Data to examine:
----

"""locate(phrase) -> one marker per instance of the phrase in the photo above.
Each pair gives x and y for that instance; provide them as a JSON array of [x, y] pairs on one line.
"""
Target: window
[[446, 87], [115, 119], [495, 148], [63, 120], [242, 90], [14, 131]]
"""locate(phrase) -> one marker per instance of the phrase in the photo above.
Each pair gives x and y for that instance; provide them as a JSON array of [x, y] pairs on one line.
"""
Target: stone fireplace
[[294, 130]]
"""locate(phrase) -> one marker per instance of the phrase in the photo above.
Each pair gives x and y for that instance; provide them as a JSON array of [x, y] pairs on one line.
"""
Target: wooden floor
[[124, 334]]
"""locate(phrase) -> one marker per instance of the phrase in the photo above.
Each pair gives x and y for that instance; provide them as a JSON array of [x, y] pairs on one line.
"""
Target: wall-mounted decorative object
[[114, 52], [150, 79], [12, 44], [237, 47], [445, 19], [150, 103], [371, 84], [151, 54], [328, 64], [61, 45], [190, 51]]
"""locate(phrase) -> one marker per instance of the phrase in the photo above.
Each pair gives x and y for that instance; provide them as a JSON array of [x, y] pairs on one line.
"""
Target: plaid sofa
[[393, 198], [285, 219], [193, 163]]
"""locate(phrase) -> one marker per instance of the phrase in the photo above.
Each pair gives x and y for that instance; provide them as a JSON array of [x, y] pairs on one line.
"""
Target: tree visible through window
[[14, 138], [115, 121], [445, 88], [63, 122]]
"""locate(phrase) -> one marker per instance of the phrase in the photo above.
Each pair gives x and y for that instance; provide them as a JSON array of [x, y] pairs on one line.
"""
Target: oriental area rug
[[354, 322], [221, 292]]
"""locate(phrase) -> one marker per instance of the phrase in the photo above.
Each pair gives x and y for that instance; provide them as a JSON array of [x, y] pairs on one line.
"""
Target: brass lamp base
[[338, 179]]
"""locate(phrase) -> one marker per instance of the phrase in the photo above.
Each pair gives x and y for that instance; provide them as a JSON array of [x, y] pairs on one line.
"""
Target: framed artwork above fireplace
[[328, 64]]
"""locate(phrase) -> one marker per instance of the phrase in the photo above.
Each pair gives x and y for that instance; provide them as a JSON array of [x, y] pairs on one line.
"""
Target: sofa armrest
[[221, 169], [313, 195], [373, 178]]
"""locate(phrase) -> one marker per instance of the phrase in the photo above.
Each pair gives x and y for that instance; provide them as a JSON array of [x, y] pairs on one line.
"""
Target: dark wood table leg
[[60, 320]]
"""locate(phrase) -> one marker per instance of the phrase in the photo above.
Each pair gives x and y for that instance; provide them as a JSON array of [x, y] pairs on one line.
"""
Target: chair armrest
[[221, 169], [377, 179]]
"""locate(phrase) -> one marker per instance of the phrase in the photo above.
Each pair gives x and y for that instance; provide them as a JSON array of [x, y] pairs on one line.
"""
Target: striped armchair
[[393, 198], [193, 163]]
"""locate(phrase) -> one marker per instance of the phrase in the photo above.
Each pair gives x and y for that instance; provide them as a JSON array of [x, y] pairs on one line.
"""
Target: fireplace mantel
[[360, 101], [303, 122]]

----

The problem: Give back the material above exactly as it was given.

Answer:
"""locate(phrase) -> one marker per instance of the phrase in the photo above.
Each pair gives x and y for that instance; provide them as a JSON array of [x, y] pairs on one line.
"""
Target: window
[[446, 87], [115, 119], [495, 148], [63, 120], [242, 90], [14, 131]]
"""locate(phrase) -> one marker per instance of the phrase in the photo above.
Each pair gives x and y for that instance; provide them as a JSON array of [x, y] pairs on one line.
"""
Target: stone fireplace
[[294, 130]]
"""locate(phrase) -> one marker per instance of the phrase in the photo above.
Each pair gives x and y for that instance; provide them as a JSON array of [x, y] pairs on one line.
"""
Target: wooden floor
[[124, 334]]
"""locate(phrase) -> one marker per instance of the phrase in the photo above.
Each pair gives x and y for that instance; provide them as a JSON array of [x, y] pairs on one line.
"""
Target: wall-mounted decorative object
[[114, 52], [150, 79], [12, 44], [237, 47], [445, 19], [150, 103], [371, 84], [151, 54], [328, 64], [61, 45], [190, 51]]
"""locate(phrase) -> one marker per instance of the phrase in the photo above.
Each pair gives x and y for that instance; provide them as a JSON array of [x, y] pairs on one line.
"""
Target: plaid sofa
[[393, 198], [285, 219], [193, 163]]
"""locate(phrase) -> one marker per instance of the phrase in the photo above.
Each pair gives x and y for that instance; provide them as a JSON array of [x, y] pairs on one line.
"""
Target: tree visible through window
[[14, 138], [115, 121], [445, 88], [63, 122]]
"""locate(phrase) -> one marker per instance of the phrase in the photo above.
Each pair gives x and y for that instance; provide them as a JSON array of [x, y] pairs on one line.
"""
Target: oriental area rug
[[354, 322], [221, 292]]
"""locate(phrase) -> one marker per instance of the phrase in the photo above.
Each pair gives x and y for that instance; provide them as a JSON array of [x, y] pairs on one line.
"""
Target: brass lamp base
[[338, 179]]
"""locate(phrase) -> one marker per instance of the phrase in the photo above.
Each pair gives x and y for that instance; provide them as a JSON array of [x, y] pairs on one line.
"""
Target: framed artwork above fireplace
[[328, 64]]
"""locate(phrase) -> one marker per instance of the phrase in the photo above.
Each pair gives x and y for that instance; provide them as a JSON array of [x, y] pairs on one line.
"""
Target: sofa armrest
[[221, 169], [313, 195], [373, 178]]
"""locate(phrase) -> one marker per instance of the phrase in the photo above.
Each pair gives x and y for that instance; provide them as a JSON array of [x, y] pairs on one line.
"""
Target: dark wood table leg
[[60, 320]]
"""locate(phrase) -> one marker per instance of the phrase in the photo above.
Each pair gives x and y for that instance; provide them as a JSON array of [x, y] pairs on one line.
"""
Target: chair armrest
[[221, 169], [377, 179]]
"""locate(phrase) -> one marker per instance of the phrase in the photo above.
Each pair gives x and y for that instance; provide them as a JSON array of [x, y] pairs on one line.
"""
Target: striped armchair
[[393, 198], [193, 163]]
"""locate(phrase) -> one marker per instance of the phrase in the photo above.
Each pair gives x and y for that instance; provide them as a JSON array of [x, y] pairs on one line.
"""
Target: fireplace mantel
[[360, 101], [303, 122]]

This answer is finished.